- [ARTICLE]:

╭──

Squaring a simple inequality

Since $x^2+1>0$, the inequality

$$\sqrt{x^2+1}>2x-1$$

is always satisfied for $2x-1\le 0 \implies x\le \frac12$.

Then for $2x-1>0$ we can square to obtain

$$x^2+1>4x^2-4x+1 \iff3x^2-4x<0 \iff 0<x<\frac43$$

and we need to take the solutions compatible with the condition $2x-1>0$ that is $x>\frac12$.

Therefore solutions are

• $x\le \frac12$
• $\frac12<x<\frac43$

that is $x<\frac43$.

It's obvious that for $x\leq0$ our inequality is true.

Let $x>0$.

Thus, we need to solve $$\sqrt{x^2+1}-x>x-1$$ or $$\frac{1}{\sqrt{x^2+1}+x}>x-1.$$ Now, consider two functions: $f(x)=\frac{1}{\sqrt{x^2+1}+x}$ and $g(x)=x-1$.

We see that $f$ decreases for $x>0$ and $g$ increases, which says that graphs of $f$ and $g$ intersect in one point maximum.

But $f\left(\frac{4}{3}\right)=g\left(\frac{4}{3}\right)$, which gives the answer: $$\left(-\infty,\frac{4}{3}\right).$$

╰──

- [AIM]:
Rewrite the inequality solution, everything from "It's obvious that" down to "one point maximum.", substituting "cross" for "intersect".

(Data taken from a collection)
╭──

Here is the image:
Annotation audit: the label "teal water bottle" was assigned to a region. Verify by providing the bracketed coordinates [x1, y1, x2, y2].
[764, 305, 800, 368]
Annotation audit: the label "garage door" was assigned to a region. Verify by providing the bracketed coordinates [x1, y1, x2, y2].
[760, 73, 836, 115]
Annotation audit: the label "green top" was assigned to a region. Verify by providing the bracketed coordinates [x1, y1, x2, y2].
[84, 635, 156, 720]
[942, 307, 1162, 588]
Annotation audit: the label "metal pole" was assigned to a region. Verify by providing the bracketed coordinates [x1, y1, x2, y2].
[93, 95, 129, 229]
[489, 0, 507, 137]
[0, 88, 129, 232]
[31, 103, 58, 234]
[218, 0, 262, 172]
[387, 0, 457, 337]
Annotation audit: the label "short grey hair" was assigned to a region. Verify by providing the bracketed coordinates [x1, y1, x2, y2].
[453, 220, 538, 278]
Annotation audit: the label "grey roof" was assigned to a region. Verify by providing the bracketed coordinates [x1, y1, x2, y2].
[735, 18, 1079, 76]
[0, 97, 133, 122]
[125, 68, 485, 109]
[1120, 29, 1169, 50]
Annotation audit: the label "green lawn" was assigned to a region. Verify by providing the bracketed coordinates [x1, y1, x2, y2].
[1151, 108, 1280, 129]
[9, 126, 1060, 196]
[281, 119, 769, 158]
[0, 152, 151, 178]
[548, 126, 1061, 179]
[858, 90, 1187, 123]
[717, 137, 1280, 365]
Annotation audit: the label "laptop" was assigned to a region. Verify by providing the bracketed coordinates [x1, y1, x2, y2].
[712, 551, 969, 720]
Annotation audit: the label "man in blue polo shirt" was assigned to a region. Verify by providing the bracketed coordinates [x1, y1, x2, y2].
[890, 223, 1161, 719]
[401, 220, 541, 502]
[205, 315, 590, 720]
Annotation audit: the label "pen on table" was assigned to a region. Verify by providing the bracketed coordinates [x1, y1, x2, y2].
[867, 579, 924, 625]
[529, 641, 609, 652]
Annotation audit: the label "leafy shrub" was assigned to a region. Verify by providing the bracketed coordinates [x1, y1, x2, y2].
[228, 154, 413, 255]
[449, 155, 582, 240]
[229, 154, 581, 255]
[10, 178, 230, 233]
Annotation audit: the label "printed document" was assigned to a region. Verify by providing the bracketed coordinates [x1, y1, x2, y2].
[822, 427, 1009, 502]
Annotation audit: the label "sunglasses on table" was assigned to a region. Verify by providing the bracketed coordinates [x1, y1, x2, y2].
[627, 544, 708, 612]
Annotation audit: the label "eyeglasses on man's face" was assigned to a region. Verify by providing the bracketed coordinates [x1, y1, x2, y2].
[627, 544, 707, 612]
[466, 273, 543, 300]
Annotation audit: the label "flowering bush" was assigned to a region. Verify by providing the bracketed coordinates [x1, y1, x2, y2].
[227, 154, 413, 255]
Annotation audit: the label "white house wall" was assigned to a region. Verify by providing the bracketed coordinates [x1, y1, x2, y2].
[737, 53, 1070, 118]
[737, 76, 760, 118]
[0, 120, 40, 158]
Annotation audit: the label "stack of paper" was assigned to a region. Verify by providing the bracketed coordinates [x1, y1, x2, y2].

╰──

- [RESPONSE TO THIS TASK]:
It's obvious that for $x\leq0$ our inequality is true.

Let $x>0$.

Thus, we need to solve $$\sqrt{x^2+1}-x>x-1$$ or $$\frac{1}{\sqrt{x^2+1}+x}>x-1.$$ Now, consider two functions: $f(x)=\frac{1}{\sqrt{x^2+1}+x}$ and $g(x)=x-1$.

We see that $f$ decreases for $x>0$ and $g$ increases, which says that graphs of $f$ and $g$ cross in one point maximum.